(Required work): Quote every line of the material beneath this one.

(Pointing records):
>> begin

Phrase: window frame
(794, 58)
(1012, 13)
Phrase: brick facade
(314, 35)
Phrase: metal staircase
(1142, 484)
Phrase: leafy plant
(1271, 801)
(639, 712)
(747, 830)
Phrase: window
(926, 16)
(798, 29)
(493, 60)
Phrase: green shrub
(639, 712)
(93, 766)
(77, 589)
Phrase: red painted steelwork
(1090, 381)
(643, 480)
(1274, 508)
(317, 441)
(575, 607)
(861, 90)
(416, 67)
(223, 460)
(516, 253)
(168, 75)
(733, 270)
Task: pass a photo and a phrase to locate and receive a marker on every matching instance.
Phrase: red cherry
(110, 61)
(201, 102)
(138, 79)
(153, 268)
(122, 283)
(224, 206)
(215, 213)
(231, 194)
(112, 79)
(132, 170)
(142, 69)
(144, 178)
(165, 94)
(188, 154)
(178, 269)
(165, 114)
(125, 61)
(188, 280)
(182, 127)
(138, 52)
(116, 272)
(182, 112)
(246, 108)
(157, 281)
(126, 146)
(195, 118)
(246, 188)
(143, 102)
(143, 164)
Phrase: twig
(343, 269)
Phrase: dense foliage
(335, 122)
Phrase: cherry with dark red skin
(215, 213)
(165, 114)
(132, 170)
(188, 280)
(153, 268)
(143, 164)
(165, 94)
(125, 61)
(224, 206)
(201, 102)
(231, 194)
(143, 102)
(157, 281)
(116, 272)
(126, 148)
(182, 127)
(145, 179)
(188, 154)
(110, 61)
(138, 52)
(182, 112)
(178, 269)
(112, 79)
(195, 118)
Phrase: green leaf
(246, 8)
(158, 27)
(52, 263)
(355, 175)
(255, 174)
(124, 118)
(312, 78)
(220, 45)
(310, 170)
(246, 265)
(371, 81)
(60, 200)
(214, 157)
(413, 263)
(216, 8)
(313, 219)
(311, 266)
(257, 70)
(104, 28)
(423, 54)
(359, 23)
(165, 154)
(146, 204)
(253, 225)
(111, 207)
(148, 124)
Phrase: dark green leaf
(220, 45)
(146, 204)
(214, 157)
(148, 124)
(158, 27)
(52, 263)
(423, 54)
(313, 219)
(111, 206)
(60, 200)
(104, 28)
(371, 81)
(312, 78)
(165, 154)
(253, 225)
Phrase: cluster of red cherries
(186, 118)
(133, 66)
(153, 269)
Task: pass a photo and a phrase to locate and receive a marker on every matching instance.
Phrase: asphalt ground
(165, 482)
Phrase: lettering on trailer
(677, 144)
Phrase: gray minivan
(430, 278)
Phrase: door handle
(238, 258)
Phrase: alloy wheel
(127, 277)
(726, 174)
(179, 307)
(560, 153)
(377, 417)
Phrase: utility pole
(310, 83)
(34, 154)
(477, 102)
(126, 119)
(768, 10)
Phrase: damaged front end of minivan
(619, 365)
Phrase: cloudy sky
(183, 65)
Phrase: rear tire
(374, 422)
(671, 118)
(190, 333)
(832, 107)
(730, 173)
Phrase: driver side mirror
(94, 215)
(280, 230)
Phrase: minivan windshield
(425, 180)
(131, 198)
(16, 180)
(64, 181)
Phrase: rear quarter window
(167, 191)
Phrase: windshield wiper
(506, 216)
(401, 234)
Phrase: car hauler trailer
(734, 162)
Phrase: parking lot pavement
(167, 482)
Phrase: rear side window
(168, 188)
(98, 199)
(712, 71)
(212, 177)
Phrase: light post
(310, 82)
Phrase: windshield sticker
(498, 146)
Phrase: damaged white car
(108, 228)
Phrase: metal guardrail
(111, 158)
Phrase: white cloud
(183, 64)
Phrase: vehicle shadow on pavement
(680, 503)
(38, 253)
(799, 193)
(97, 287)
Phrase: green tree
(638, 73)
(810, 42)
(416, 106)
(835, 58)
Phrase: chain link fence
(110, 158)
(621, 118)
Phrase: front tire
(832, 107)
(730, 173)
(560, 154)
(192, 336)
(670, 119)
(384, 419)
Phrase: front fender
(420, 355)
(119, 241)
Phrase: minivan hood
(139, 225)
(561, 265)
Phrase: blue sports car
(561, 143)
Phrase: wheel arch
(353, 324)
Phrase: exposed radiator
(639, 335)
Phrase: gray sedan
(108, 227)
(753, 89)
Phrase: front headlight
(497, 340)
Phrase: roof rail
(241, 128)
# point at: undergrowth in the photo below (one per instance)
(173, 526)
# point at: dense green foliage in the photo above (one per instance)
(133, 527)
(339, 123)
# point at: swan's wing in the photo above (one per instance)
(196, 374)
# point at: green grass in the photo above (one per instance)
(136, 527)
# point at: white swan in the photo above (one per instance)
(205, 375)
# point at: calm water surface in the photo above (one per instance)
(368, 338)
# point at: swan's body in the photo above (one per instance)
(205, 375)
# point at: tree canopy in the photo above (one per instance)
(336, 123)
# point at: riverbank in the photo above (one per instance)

>> end

(Complete response):
Phrase: window frame
(794, 58)
(1012, 13)
Phrase: brick facade
(314, 35)
Phrase: metal staircase
(1142, 484)
Phrase: leafy plant
(1271, 801)
(639, 712)
(747, 830)
Phrase: window
(926, 16)
(798, 29)
(493, 60)
Phrase: green shrub
(639, 712)
(93, 766)
(77, 589)
Phrase: red painted steelwork
(1090, 381)
(643, 480)
(1274, 508)
(317, 441)
(575, 607)
(861, 90)
(416, 67)
(223, 460)
(516, 253)
(168, 75)
(733, 270)
Task: pass a photo and a phrase to locate and receive a marker on every matching instance.
Phrase: red cherry
(110, 61)
(201, 102)
(138, 79)
(153, 268)
(122, 283)
(224, 206)
(215, 213)
(231, 194)
(112, 79)
(132, 170)
(142, 69)
(144, 178)
(165, 94)
(188, 154)
(178, 269)
(165, 114)
(125, 61)
(188, 280)
(182, 127)
(138, 52)
(116, 272)
(182, 112)
(246, 108)
(157, 281)
(126, 146)
(195, 118)
(246, 188)
(143, 102)
(143, 164)
Phrase: twig
(343, 269)
Phrase: dense foliage
(335, 122)
Phrase: cherry with dark red skin
(215, 213)
(165, 114)
(132, 170)
(188, 280)
(153, 268)
(143, 164)
(165, 94)
(125, 61)
(224, 206)
(201, 102)
(231, 194)
(143, 102)
(157, 281)
(116, 272)
(126, 148)
(182, 127)
(145, 179)
(188, 154)
(110, 61)
(138, 52)
(182, 112)
(178, 269)
(112, 79)
(195, 118)
Phrase: green leaf
(246, 8)
(158, 27)
(52, 263)
(355, 175)
(255, 174)
(124, 118)
(312, 78)
(220, 45)
(310, 170)
(246, 265)
(371, 81)
(60, 200)
(214, 157)
(413, 263)
(216, 8)
(313, 219)
(311, 266)
(257, 70)
(104, 28)
(423, 54)
(359, 23)
(165, 154)
(146, 204)
(253, 225)
(111, 207)
(148, 124)
Phrase: dark green leaf
(220, 45)
(146, 204)
(214, 157)
(148, 124)
(158, 27)
(52, 263)
(423, 54)
(313, 219)
(111, 206)
(60, 200)
(104, 28)
(371, 81)
(312, 78)
(165, 154)
(253, 225)
Phrase: cluster of red cherries
(186, 118)
(133, 66)
(153, 269)
Task: pass a photo and a phrase to locate and receive a marker on every matching instance.
Phrase: asphalt ground
(165, 482)
Phrase: lettering on trailer
(677, 144)
Phrase: gray minivan
(430, 278)
Phrase: door handle
(238, 258)
Phrase: alloy wheel
(127, 277)
(726, 174)
(179, 307)
(560, 153)
(377, 417)
Phrase: utility pole
(310, 83)
(34, 154)
(477, 102)
(126, 119)
(768, 10)
Phrase: damaged front end of minivan
(619, 365)
Phrase: cloudy sky
(183, 65)
Phrase: rear tire
(374, 422)
(671, 118)
(190, 333)
(832, 107)
(730, 173)
Phrase: driver side mirror
(94, 215)
(280, 230)
Phrase: minivan windshield
(425, 180)
(131, 198)
(16, 180)
(64, 181)
Phrase: rear quarter window
(167, 191)
Phrase: windshield wiper
(506, 216)
(401, 234)
Phrase: car hauler trailer
(734, 162)
Phrase: parking lot pavement
(167, 482)
Phrase: rear side window
(168, 188)
(98, 199)
(712, 71)
(212, 177)
Phrase: light post
(310, 82)
Phrase: windshield sticker
(498, 146)
Phrase: damaged white car
(108, 228)
Phrase: metal guardrail
(111, 158)
Phrase: white cloud
(183, 64)
Phrase: vehicle shadow on pavement
(680, 503)
(38, 253)
(799, 193)
(97, 287)
Phrase: green tree
(638, 73)
(810, 42)
(416, 106)
(835, 58)
Phrase: chain link fence
(110, 158)
(621, 118)
Phrase: front tire
(832, 107)
(730, 173)
(560, 154)
(192, 336)
(670, 119)
(384, 419)
Phrase: front fender
(420, 355)
(119, 241)
Phrase: minivan hood
(139, 225)
(561, 265)
Phrase: blue sports car
(561, 143)
Phrase: wheel arch
(353, 324)
Phrase: exposed radiator
(639, 335)
Phrase: gray sedan
(108, 227)
(753, 89)
Phrase: front headlight
(497, 340)
Phrase: roof rail
(241, 128)
# point at: undergrowth in the photo below (one per instance)
(173, 526)
# point at: dense green foliage in the photo above (one per instance)
(133, 527)
(339, 123)
# point at: swan's wing in the photo above (one per instance)
(196, 374)
# point at: green grass in the photo above (one per instance)
(136, 527)
# point at: white swan in the photo above (one per instance)
(205, 375)
# point at: calm water surface in the photo above (one per instance)
(368, 338)
# point at: swan's body in the photo above (one per instance)
(205, 375)
# point at: tree canopy in the photo above (one per instance)
(336, 123)
# point at: riverbank in the photo above (one per instance)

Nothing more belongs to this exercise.